* Goal of the exercise: Switch every occurrence of "Report the position" to "Give the location" throughout the records below, and reproduce all the records with everything else left unchanged.

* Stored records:
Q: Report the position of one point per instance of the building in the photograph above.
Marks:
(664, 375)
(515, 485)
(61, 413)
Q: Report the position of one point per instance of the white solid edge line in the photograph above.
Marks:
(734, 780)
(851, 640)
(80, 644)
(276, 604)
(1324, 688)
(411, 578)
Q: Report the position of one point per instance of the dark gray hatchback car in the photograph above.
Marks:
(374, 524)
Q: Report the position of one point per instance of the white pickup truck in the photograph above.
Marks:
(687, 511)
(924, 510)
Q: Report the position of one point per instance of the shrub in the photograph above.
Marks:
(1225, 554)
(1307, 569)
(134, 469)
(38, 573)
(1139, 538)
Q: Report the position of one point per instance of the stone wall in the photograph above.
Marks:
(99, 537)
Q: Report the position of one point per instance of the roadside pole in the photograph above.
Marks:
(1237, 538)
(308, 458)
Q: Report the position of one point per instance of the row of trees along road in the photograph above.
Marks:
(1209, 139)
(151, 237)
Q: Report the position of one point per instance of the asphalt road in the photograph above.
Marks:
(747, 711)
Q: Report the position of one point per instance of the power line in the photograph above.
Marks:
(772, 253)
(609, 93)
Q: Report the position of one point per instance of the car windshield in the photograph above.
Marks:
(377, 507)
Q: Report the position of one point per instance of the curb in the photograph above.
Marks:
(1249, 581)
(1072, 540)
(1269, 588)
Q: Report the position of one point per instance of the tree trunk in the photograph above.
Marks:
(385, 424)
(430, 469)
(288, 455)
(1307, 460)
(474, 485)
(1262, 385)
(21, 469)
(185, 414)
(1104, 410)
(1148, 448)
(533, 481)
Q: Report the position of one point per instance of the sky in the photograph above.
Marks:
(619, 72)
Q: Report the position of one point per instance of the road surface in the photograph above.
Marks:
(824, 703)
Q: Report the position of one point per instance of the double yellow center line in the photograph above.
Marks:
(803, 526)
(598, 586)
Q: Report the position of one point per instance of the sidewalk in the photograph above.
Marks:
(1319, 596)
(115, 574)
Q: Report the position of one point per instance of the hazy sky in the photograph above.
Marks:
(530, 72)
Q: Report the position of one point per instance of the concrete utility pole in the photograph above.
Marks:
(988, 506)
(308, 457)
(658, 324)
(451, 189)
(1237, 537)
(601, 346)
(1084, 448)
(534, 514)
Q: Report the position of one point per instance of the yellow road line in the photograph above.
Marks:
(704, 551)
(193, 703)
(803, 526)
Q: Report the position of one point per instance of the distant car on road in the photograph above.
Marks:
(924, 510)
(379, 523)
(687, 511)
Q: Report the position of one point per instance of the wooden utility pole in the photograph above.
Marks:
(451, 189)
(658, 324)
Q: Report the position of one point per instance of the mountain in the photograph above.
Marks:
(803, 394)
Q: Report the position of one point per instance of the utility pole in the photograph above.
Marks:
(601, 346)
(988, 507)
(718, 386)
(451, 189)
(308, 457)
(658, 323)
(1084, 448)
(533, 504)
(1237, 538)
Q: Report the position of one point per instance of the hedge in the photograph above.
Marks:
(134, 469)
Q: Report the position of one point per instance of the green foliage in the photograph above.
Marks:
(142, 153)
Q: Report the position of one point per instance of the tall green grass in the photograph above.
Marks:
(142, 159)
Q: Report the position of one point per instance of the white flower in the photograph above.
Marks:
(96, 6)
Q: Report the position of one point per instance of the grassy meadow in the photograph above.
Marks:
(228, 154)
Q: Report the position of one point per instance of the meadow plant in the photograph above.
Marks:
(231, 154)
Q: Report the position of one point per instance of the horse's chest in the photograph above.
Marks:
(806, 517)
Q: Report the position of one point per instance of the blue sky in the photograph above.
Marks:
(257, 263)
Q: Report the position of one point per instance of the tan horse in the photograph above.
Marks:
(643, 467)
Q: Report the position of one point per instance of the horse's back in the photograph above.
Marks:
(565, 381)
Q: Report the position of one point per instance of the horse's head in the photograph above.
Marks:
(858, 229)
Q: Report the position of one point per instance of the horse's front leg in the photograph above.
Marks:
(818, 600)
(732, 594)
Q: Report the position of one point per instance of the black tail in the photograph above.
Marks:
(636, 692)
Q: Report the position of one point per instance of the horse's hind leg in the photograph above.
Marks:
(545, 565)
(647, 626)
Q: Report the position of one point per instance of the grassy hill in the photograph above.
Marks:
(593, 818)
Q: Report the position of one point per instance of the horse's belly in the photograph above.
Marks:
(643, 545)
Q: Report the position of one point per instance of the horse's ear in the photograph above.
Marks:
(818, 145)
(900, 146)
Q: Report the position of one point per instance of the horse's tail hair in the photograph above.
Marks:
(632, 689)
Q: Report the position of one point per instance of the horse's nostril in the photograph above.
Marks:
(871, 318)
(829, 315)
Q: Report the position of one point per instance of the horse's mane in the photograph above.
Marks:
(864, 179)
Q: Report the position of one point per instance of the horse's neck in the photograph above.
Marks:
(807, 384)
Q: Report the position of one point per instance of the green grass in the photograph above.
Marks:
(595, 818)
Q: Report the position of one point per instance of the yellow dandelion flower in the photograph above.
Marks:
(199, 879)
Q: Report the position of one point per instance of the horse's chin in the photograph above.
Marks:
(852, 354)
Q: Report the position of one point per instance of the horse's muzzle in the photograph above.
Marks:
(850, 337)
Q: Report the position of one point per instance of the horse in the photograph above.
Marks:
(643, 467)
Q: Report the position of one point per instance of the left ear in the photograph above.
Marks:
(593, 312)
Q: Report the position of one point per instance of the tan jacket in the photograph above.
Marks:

* Answer to the task:
Q: Give the location of one point per instance of the building in the photograph above.
Marks:
(664, 375)
(515, 485)
(61, 413)
Q: Give the location of one point per instance of the white solid edge line in the photograph above.
Marks:
(734, 780)
(851, 640)
(80, 644)
(276, 604)
(1324, 688)
(411, 578)
Q: Give the location of one point per instance of the dark gray hatchback car in the photograph above.
Marks:
(374, 524)
Q: Give the location of one point per instance of the white pickup truck in the photograph above.
Marks:
(687, 511)
(924, 510)
Q: Give the location of one point per instance of the shrub in the photograph above.
Marks:
(1225, 554)
(1307, 569)
(134, 469)
(38, 573)
(1139, 538)
Q: Give the location of one point per instance of the stone wall in the photograph above.
Marks:
(99, 537)
Q: Give the location of one point per instance of the roadside pole in the photograph above.
Marks:
(1237, 538)
(308, 458)
Q: Give the location of one point per instance of the row of trees along road in the photograph above.
Marks:
(1209, 139)
(151, 237)
Q: Give the location of one point per instance of the asphalt road in the photograph above.
Marks:
(747, 711)
Q: Give the location of one point per instance of the power line in the photograph above.
Marks:
(772, 253)
(609, 93)
Q: Give the location of one point per instance of the car windshield in the photograph above.
Marks:
(377, 507)
Q: Give the location of one point per instance of the curb in the photograph above.
Marks:
(1249, 581)
(1072, 540)
(1269, 588)
Q: Give the location of one point per instance of the tree trunk in the photograph above.
Marks:
(385, 424)
(430, 469)
(288, 455)
(1307, 460)
(474, 485)
(1262, 385)
(21, 469)
(185, 414)
(1104, 410)
(1148, 448)
(533, 481)
Q: Give the location of one point per instance of the sky in the photograph above.
Marks:
(619, 72)
Q: Give the location of one point per instance of the road surface in the photograph above.
Marks:
(824, 703)
Q: Give the location of one point per instance of the double yellow center line in the photograph above.
Marks:
(803, 526)
(598, 586)
Q: Give the location of one point per instance of the sidewalk in the photograph above.
Marks:
(1319, 596)
(115, 574)
Q: Give the location of one point per instance of the hazy sky in the photograph above.
Marks:
(530, 72)
Q: Give the location of one point per instance of the concrete utility pole in the photograph above.
Marks:
(988, 506)
(308, 457)
(658, 324)
(451, 189)
(1237, 537)
(601, 346)
(1084, 448)
(534, 514)
Q: Give the location of one point per instance of the yellow road line in the photograph above.
Marks:
(704, 551)
(193, 703)
(803, 526)
Q: Give the location of one point per instance of the distant car on road in the photograph above.
Marks:
(924, 510)
(379, 523)
(687, 511)
Q: Give the location of one point per instance of the wooden utility pole in the photograph above.
Marks:
(451, 189)
(658, 324)
Q: Give the location of one point per instance of the mountain in the photograph above.
Marks:
(803, 394)
Q: Give the location of one point per instance of the utility pole in the photograph above.
Marks:
(601, 346)
(988, 507)
(718, 386)
(451, 189)
(308, 457)
(658, 323)
(1084, 448)
(533, 504)
(1237, 538)
Q: Give the location of one point per instance of the hedge in the photograph above.
Marks:
(134, 469)
Q: Give the location of one point per instance of the green foliage in the photograph above.
Marks:
(142, 153)
Q: Give the location of one point per instance of the tall green grass in the photograph above.
Marks:
(142, 159)
Q: Give the location of one point per instance of the white flower in the photograph above.
Marks:
(96, 6)
Q: Give the location of one point per instance of the grassy meadow in the photograph above.
Marks:
(228, 154)
Q: Give the location of one point per instance of the meadow plant in the photograph above.
Marks:
(231, 154)
Q: Give the location of one point per instance of the horse's chest in the photograph above.
Marks:
(806, 517)
Q: Give the location of one point per instance of the blue sky in the photograph above.
Marks:
(257, 263)
Q: Give the location of one point per instance of the tan horse in the photograph above.
Marks:
(643, 467)
Q: Give the location of one point per instance of the horse's back in the photograph above.
Marks:
(565, 381)
Q: Give the location of one point per instance of the horse's head in the photograph above.
Marks:
(858, 229)
Q: Give the location of one point per instance of the horse's front leg in the photograph above.
Marks:
(818, 600)
(732, 594)
Q: Give the location of one point per instance of the black tail in the photograph above.
Marks:
(636, 692)
Q: Give the location of one point per instance of the horse's hind leg in the photograph above.
Marks:
(545, 565)
(647, 626)
Q: Give the location of one point per instance of the grassy hill in the photograph above.
Marks:
(593, 818)
Q: Give the location of one point per instance of the horse's belly in the photograph above.
Marks:
(643, 545)
Q: Give the location of one point per instance of the horse's ear in the photograph above.
Marks:
(818, 145)
(900, 146)
Q: Give the location of one point per instance of the horse's tail hair in the photograph above.
Marks:
(632, 689)
Q: Give the location of one point per instance of the horse's nostril in the photograph above.
Marks:
(871, 318)
(829, 315)
Q: Give the location of one point per instance of the horse's mane in the photograph above.
Marks:
(864, 179)
Q: Give the location of one point per instance of the horse's neck in the photograph above.
Marks:
(807, 384)
Q: Give the location of one point per instance of the green grass in the photograph above.
Marks:
(595, 818)
Q: Give the location of one point per instance of the yellow dandelion flower in the photograph above.
Marks:
(199, 879)
Q: Give the location of one point per instance of the horse's chin in the photograph above.
Marks:
(852, 354)
Q: Give the location of one point per instance of the horse's muzzle in the photograph above.
Marks:
(850, 337)
Q: Give the location of one point per instance of the horse in the photograph above.
Marks:
(643, 467)
Q: Give the location of one point per instance of the left ear in the photograph above.
Marks:
(593, 312)
Q: Give the location of one point per instance of the tan jacket in the photograph above.
Marks:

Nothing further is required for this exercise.